> [Short problem]: From the listing below, extract every line that contains the word "gets".

> [Material]:
---

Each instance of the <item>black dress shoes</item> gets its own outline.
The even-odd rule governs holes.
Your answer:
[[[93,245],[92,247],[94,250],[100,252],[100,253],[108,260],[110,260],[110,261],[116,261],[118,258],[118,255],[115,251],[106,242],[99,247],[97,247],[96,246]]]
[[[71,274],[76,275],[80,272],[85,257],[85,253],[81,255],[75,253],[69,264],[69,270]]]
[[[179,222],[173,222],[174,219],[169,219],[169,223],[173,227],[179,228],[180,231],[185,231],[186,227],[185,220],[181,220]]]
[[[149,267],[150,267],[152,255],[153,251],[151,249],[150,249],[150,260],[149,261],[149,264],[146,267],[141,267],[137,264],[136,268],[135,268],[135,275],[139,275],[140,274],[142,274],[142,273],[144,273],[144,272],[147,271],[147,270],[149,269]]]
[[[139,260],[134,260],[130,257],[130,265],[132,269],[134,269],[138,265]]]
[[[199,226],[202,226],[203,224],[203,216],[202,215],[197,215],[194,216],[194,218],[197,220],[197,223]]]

---

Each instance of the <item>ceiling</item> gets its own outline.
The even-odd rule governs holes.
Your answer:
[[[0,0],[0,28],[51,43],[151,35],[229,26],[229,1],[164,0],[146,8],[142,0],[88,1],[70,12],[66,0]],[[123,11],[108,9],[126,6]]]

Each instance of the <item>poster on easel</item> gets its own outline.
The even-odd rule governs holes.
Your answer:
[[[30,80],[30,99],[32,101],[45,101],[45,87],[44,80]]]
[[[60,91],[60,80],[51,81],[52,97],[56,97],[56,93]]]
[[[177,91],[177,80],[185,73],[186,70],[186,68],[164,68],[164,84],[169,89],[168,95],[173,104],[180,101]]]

---

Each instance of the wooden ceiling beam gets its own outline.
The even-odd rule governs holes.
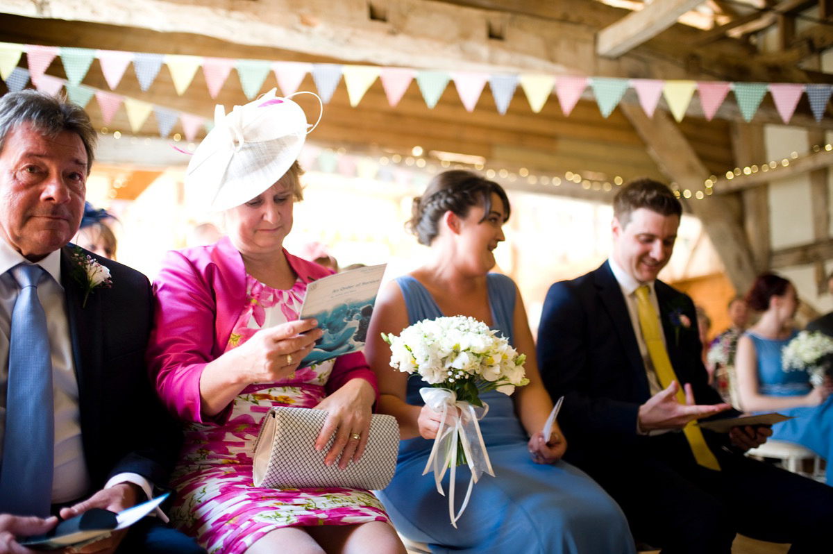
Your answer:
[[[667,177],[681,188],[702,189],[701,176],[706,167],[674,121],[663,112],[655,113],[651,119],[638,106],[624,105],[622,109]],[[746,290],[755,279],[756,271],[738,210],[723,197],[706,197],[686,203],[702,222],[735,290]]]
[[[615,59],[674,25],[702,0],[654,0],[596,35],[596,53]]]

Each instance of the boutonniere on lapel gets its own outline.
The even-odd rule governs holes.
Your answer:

---

> [Expected answer]:
Each instance of the <item>black dress shoes</item> gets its own outline.
Each instance of the <item>ceiling</item> gets its own outline.
Each instance of the <item>poster on easel</item> gets its own outline.
Each instance of the wooden ceiling beam gets its own outline.
Each instance of the boutonniere on lapel gets its own outline.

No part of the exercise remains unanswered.